■ **PFLICHTAUFGABEN**
1. Beantworten Sie anhand des folgenden Textes zur Ladeinfrastruktur diese Fragen:
(a) Wie viel Prozent der Ladepunkte sind laut der nationalen Leitstelle für Ladeinfrastruktur aktuell gleichzeitig besetzt?
(b) Worin sieht Reimann den nächsten großen Schritt bei der Ladeinfrastruktur?
(c) Welche drei Hürden stehen der Elektrifizierung laut Reimann noch im Weg?
2. Schreiben Sie aus dem Text zur Ladeinfrastruktur den Abschnitt von „Den nächsten großen“ bis „Reimanns klares Fazit.“ wortgetreu ab.

Paneldiskussion zum Thema Ladeinfrastruktur auf dem Mobility Circle 2023 (v.l.n.r): Gastgeber Stefan Bratzel, Marcus Krieg, VP Mobility- & Energy Services der BMW Group, Joschi Jennermann, Vice President Elli Residential und Jörg Reimann, CEO der Digital Charging Solutions GmbH.

Paneldiskussion zum Thema Ladeinfrastruktur auf dem Mobility Circle 2023 (v.l.n.r): Gastgeber Stefan Bratzel, Marcus Krieg, VP Mobility- & Energy Services der BMW Group, Joschi Jennermann, Vice President Elli Residential und Jörg Reimann, CEO der Digital Charging Solutions GmbH. (Bild: Faces by Frank)

„Wir sind in der Entwicklung der Infrastruktur und der Services deutlich weiter, als man in der öffentlichen Debatte sieht“, erklärt Jörg Reimann, CEO von Digital Charging Solutions, zu Beginn seines Vortrags. Die Behauptung, Ladesäulen wären immer besetzt, entkräftet der Geschäftsführer mit eindeutigen Zahlen: Laut der nationalen Leitstelle für Ladeinfrastruktur sind aktuell lediglich 16 Prozent der Ladepunkte gleichzeitig besetzt. Auch der Ausbau der Netzanschlussleistung liege im Plan der EU, die Kapazität der installierten Ladeinfrastruktur sogar schon deutlich darüber. Nutzern stünden jetzt bereits Plug&Charge-Lösungen zur Verfügung, die sämtliche Lade-Services so integrieren, dass sie für den Kunden nicht zu spüren sind. Die Authentifizierung, die Kommunikation zwischen Infrastruktur und Fahrzeug sowie letztlich die gesamte Abrechnung – alles findet ohne Bezahlkarte oder QR-Code statt.

Zentral für den Nutzer sei auch eine optimal geplante Route mit ideal berechneten Ladestopps. Das heißt beispielsweise, das Auto nicht jedes Mal vollzuladen, wenn absehbar ist, dass mit einer kleineren Zwischenladung eine Schnellladestation in Reichweite kommt.

Den nächsten großen Schritt bei der Ladeinfrastruktur sieht Reimann im Smart Charging: Künftig soll das Lademanagementsystem nicht nur automatisch regeln, wann das Fahrzeug am günstigsten aufgeladen wird, sondern auch die volle bidirektionale Kommunikation und das Entladen des Fahrzeugs steuern. Im günstigsten Fall könnten sich sogar Ladekosten selbst finanzieren, wenn das Auto als attraktiver Stromspeicher im Netz agiere.

Reimann gibt zu, dass der Elektrifizierung durch lange Lieferzeiten, wenig Lademöglichkeiten in den Innenstädten und relativ hohe Anschaffungskosten noch Hürden im Weg stehen. Jedoch: „Infrastruktur ist nicht das Bottleneck“, so Reimanns klares Fazit.

■ **AUSGELESENE ZEILEN**
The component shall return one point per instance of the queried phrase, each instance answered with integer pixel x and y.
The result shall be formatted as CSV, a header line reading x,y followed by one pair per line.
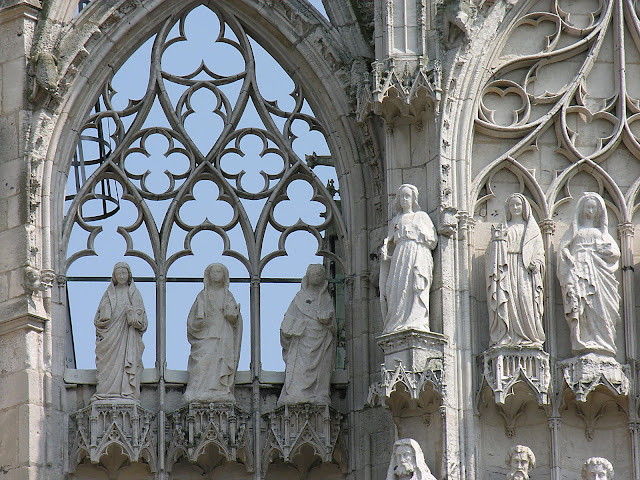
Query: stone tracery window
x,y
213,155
* * *
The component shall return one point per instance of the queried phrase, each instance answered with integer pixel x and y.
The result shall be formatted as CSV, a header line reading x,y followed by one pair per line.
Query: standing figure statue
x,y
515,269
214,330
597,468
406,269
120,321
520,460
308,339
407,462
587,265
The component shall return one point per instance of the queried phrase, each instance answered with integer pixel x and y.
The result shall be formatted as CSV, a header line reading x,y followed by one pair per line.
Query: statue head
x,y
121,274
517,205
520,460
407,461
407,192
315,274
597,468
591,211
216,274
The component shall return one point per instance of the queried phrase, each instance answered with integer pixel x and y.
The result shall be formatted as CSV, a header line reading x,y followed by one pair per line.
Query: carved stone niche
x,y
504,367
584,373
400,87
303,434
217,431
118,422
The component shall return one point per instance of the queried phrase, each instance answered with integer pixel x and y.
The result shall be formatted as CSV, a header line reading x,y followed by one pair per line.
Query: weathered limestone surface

■ **VOLLSTÄNDIGE LÖSUNGEN**
1.
(a) 16 Prozent.
(b) Im Smart Charging.
(c) Lange Lieferzeiten, wenig Lademöglichkeiten in den Innenstädten und relativ hohe Anschaffungskosten.

2.
Den nächsten großen Schritt bei der Ladeinfrastruktur sieht Reimann im Smart Charging: Künftig soll das Lademanagementsystem nicht nur automatisch regeln, wann das Fahrzeug am günstigsten aufgeladen wird, sondern auch die volle bidirektionale Kommunikation und das Entladen des Fahrzeugs steuern. Im günstigsten Fall könnten sich sogar Ladekosten selbst finanzieren, wenn das Auto als attraktiver Stromspeicher im Netz agiere.

Reimann gibt zu, dass der Elektrifizierung durch lange Lieferzeiten, wenig Lademöglichkeiten in den Innenstädten und relativ hohe Anschaffungskosten noch Hürden im Weg stehen. Jedoch: „Infrastruktur ist nicht das Bottleneck“, so Reimanns klares Fazit.